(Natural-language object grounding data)
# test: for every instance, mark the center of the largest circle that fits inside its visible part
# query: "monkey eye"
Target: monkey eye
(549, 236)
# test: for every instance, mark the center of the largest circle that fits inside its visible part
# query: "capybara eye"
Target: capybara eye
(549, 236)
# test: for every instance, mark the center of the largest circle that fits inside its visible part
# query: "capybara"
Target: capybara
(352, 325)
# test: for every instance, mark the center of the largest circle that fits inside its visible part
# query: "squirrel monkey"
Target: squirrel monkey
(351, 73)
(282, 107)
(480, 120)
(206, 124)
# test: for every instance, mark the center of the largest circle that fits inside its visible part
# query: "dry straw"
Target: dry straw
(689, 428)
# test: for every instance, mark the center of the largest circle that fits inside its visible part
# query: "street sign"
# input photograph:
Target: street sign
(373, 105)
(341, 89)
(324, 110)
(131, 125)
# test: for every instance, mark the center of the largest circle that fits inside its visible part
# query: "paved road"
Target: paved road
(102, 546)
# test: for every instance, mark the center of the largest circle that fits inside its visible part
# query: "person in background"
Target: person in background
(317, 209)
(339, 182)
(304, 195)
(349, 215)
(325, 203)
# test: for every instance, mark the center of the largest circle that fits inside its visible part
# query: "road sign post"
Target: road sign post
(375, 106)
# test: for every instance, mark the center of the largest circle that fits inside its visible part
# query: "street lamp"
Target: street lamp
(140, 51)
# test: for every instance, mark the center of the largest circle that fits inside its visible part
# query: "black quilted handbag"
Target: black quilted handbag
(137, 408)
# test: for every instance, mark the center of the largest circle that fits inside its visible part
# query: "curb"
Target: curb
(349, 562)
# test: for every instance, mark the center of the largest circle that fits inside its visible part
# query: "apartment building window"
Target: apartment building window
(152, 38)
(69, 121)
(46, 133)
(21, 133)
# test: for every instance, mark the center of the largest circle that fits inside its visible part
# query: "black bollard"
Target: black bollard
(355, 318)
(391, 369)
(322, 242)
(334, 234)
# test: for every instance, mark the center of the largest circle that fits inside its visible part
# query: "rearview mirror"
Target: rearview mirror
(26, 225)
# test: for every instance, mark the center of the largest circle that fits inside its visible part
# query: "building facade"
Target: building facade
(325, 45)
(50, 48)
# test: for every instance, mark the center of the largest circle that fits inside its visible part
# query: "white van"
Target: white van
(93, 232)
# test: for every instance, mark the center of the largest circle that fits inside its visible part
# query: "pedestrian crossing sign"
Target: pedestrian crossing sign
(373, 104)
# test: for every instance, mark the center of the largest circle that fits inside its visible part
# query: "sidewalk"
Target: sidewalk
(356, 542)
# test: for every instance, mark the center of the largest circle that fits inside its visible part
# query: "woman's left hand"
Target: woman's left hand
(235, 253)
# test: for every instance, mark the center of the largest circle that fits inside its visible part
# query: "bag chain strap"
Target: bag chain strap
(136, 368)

» What is being asked
Output the entries above in their entirety, exactly as written.

» Written reply
# test: for every instance, mark the center of the largest circle that fits inside its visible part
# query: "monkey eye"
Target: monkey eye
(549, 236)
# test: for every instance, mark the center of the largest circle that fits inside its visible part
# query: "capybara eye"
Target: capybara eye
(549, 236)
# test: for every instance, mark the center of the largest circle that fits inside its visible part
# query: "capybara"
Target: capybara
(352, 325)
# test: for every instance, mark the center of the largest circle that fits inside its visible part
# query: "squirrel monkey"
Target: squirrel monkey
(351, 73)
(282, 107)
(480, 120)
(206, 124)
# test: for every instance, mark the center of the largest circle that fits inside its visible part
# query: "dry straw"
Target: dry straw
(689, 428)
# test: for every instance, mark the center of the largest circle that fits inside its visible part
# query: "street sign"
# input photograph:
Target: street sign
(373, 105)
(341, 89)
(324, 110)
(131, 125)
# test: for every instance, mark the center of the largest circle that fits inside its visible part
# query: "paved road"
Target: paved road
(102, 546)
# test: for every instance, mark the center of the largest circle that fits inside its visible part
# query: "person in background"
Target: person in background
(317, 209)
(339, 182)
(304, 195)
(349, 215)
(325, 203)
# test: for every instance, mark the center of the largest circle that fits inside its visible part
# query: "road sign post"
Target: road sign post
(375, 106)
# test: for every instance, mark the center of the largest circle that fits inside its visible part
# query: "street lamp"
Target: street lamp
(140, 51)
# test: for every instance, mark the center of the largest circle that fits inside its visible part
# query: "black quilted handbag"
Target: black quilted handbag
(137, 408)
# test: for every instance, mark the center of the largest circle that fits inside its visible part
# query: "curb"
Target: curb
(349, 562)
# test: for every instance, mark the center of the largest circle that fits inside its visible part
# query: "apartment building window"
Target: apartment building window
(152, 38)
(69, 121)
(46, 133)
(21, 133)
# test: for every instance, mark the center of the largest circle that fits inside its visible part
# query: "black bollard"
Target: black bollard
(355, 318)
(391, 369)
(322, 242)
(334, 234)
# test: for every instance, mark the center of the largest circle that fits inside its visible part
# query: "rearview mirror"
Target: rearview mirror
(26, 225)
# test: for every instance, mark the center of the largest circle that fits inside its visible part
# query: "building facade"
Target: building facade
(325, 45)
(50, 48)
# test: for every instance, mark the center of the largest circle that fits inside its visible part
# query: "white van"
Target: white van
(93, 232)
# test: for every instance, mark the center of the largest circle that fits inside its visible part
# query: "pedestrian crossing sign"
Target: pedestrian crossing sign
(373, 104)
# test: for every instance, mark the center of the largest circle that fits inside its visible part
# query: "sidewalk"
Target: sidewalk
(356, 542)
# test: for every instance, mark the center of the largest circle that fits inside its visible part
# query: "woman's left hand"
Target: woman's left hand
(235, 253)
# test: for every instance, mark the center of the largest circle that fits inside its visible part
# query: "bag chain strap"
Target: bag chain strap
(136, 368)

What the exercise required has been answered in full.